- WHAT THE TASK REQUIRES -
Print every line of the material exactly.

- RECORDED DATA -
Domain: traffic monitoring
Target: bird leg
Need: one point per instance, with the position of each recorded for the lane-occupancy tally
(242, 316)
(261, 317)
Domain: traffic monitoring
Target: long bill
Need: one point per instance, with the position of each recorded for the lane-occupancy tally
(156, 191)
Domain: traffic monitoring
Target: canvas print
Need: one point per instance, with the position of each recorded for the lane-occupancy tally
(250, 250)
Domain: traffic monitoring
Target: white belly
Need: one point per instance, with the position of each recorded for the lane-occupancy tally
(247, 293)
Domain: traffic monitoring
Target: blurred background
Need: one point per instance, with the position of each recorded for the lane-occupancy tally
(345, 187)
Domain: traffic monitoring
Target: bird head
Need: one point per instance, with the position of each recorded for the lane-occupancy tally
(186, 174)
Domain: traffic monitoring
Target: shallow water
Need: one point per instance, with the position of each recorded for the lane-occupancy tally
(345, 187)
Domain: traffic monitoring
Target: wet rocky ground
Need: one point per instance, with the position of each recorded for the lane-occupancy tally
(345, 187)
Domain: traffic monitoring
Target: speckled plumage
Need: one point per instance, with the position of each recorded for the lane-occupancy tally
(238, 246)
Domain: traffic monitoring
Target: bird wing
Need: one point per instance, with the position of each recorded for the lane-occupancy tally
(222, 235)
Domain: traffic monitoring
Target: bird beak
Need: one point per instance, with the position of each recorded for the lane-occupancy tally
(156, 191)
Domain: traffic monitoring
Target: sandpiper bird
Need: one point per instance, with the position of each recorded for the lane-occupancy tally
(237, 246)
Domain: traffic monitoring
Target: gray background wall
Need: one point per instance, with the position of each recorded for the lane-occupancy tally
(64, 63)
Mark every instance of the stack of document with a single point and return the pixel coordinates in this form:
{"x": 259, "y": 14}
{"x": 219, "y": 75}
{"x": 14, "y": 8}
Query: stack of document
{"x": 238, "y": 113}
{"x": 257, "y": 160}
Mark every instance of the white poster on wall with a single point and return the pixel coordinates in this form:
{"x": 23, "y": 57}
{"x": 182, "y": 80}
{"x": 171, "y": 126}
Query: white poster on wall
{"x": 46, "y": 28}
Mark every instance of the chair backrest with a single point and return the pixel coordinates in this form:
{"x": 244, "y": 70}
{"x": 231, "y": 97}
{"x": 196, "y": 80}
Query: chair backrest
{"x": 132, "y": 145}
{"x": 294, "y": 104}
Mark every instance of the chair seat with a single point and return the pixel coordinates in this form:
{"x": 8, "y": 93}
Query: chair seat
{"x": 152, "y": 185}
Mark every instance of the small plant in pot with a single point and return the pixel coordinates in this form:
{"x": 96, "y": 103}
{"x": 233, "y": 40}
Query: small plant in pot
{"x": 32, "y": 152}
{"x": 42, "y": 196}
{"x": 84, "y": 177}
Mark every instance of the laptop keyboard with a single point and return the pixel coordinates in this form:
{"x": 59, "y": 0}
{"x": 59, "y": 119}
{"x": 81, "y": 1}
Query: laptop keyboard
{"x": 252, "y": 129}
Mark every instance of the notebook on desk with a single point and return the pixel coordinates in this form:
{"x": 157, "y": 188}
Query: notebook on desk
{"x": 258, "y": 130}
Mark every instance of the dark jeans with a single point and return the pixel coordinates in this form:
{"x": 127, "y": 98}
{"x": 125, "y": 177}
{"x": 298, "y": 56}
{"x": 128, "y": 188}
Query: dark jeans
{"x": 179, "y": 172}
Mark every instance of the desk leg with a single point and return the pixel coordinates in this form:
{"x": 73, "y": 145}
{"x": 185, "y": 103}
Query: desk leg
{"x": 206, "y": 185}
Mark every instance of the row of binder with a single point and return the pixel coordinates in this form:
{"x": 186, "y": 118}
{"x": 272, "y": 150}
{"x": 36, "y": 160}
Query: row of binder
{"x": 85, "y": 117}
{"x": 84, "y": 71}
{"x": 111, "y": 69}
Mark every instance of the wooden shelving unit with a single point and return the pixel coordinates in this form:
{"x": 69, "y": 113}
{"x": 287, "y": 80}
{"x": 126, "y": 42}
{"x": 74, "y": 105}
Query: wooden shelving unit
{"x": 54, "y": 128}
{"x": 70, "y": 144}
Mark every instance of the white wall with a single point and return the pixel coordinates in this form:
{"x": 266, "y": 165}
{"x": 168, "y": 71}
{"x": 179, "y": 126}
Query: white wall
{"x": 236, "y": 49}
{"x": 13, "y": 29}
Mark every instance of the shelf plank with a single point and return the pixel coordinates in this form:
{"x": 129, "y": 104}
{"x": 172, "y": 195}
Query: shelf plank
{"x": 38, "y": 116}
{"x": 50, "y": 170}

- RESPONSE BOX -
Domain: traffic monitoring
Target: bird leg
Need: one point per instance, with the position of each recorded for the lane-occupancy tally
(242, 316)
(261, 317)
Domain: traffic monitoring
Target: long bill
Need: one point per instance, with the position of each recorded for the lane-occupancy tally
(156, 191)
Domain: traffic monitoring
Target: canvas print
Need: one point per instance, with the position of each recorded for the lane-occupancy tally
(250, 250)
Domain: traffic monitoring
Target: white belly
Need: one point per instance, with the position of each recorded for the lane-occupancy tally
(247, 293)
Domain: traffic monitoring
Target: blurred background
Need: one point per instance, with the position of each recorded for the lane-occupancy tally
(345, 187)
Domain: traffic monitoring
Target: bird head
Need: one point per instance, with the position of each recorded for the lane-occupancy tally
(186, 174)
Domain: traffic monitoring
Target: shallow water
Need: one point per instance, with the position of each recorded for the lane-occupancy tally
(345, 187)
Domain: traffic monitoring
Target: wet rocky ground
Need: one point per instance, with the position of each recorded for the lane-occupancy tally
(345, 187)
Domain: traffic monitoring
Target: speckled plumage
Need: one point per instance, with the position of each recorded for the lane-occupancy tally
(238, 246)
Domain: traffic monitoring
Target: bird wing
Need: one point per instance, with the position of each recorded for the lane-occupancy tally
(222, 235)
Domain: traffic monitoring
Target: bird beak
Need: one point per instance, with the position of each recorded for the lane-occupancy tally
(156, 191)
Domain: traffic monitoring
Target: sandpiper bird
Need: one point per instance, with the position of each recorded for the lane-occupancy tally
(237, 246)
Domain: traffic monitoring
Target: gray background wall
Need: one point per instance, with the position of each recorded for the lane-occupancy tally
(64, 63)
Mark every instance of the stack of document with a single point and return the pixel coordinates in this form:
{"x": 259, "y": 14}
{"x": 219, "y": 75}
{"x": 14, "y": 8}
Query: stack of document
{"x": 238, "y": 113}
{"x": 257, "y": 160}
Mark every instance of the white poster on wall with a single point and return the pixel coordinates in this form:
{"x": 23, "y": 57}
{"x": 182, "y": 80}
{"x": 171, "y": 126}
Query: white poster on wall
{"x": 46, "y": 28}
Mark every instance of the chair backrest with a single point and return the pixel coordinates in this form:
{"x": 244, "y": 70}
{"x": 231, "y": 97}
{"x": 196, "y": 80}
Query: chair backrest
{"x": 132, "y": 145}
{"x": 294, "y": 104}
Mark every instance of the chair seat with a single point and return the pixel coordinates in this form:
{"x": 8, "y": 93}
Query: chair seat
{"x": 152, "y": 185}
Mark every instance of the small plant in pot with a single point and return the pixel coordinates in this form:
{"x": 96, "y": 103}
{"x": 233, "y": 40}
Query: small plant in pot
{"x": 32, "y": 152}
{"x": 42, "y": 196}
{"x": 84, "y": 177}
Mark every instance of the laptop keyboard with a single point and return the pixel coordinates in this form:
{"x": 59, "y": 0}
{"x": 59, "y": 119}
{"x": 81, "y": 1}
Query: laptop keyboard
{"x": 252, "y": 129}
Mark every instance of the notebook on desk with a single point and return the pixel coordinates in this form:
{"x": 157, "y": 188}
Query: notebook on desk
{"x": 258, "y": 130}
Mark every instance of the dark jeans with a single point and return the pixel coordinates in this form:
{"x": 127, "y": 98}
{"x": 125, "y": 177}
{"x": 298, "y": 56}
{"x": 128, "y": 188}
Query: dark jeans
{"x": 179, "y": 172}
Mark every instance of the desk leg with a single point and return the pixel coordinates in this form:
{"x": 73, "y": 145}
{"x": 185, "y": 103}
Query: desk leg
{"x": 206, "y": 185}
Mark every instance of the row of binder with a single point and return the pixel coordinates in this form:
{"x": 186, "y": 118}
{"x": 272, "y": 150}
{"x": 36, "y": 160}
Query: row of binder
{"x": 85, "y": 117}
{"x": 84, "y": 71}
{"x": 111, "y": 69}
Mark every instance of the wooden shelving unit with a single point and return the pixel coordinates in this form:
{"x": 69, "y": 113}
{"x": 287, "y": 80}
{"x": 126, "y": 42}
{"x": 74, "y": 105}
Query: wooden shelving unit
{"x": 54, "y": 128}
{"x": 70, "y": 144}
Mark every instance of the white wall with a single point and return the pixel coordinates in this form:
{"x": 266, "y": 165}
{"x": 168, "y": 71}
{"x": 179, "y": 126}
Query: white wall
{"x": 236, "y": 49}
{"x": 13, "y": 29}
Mark every instance of the shelf plank with a single point and return the pixel coordinates in this form:
{"x": 129, "y": 104}
{"x": 172, "y": 195}
Query: shelf plank
{"x": 38, "y": 116}
{"x": 50, "y": 170}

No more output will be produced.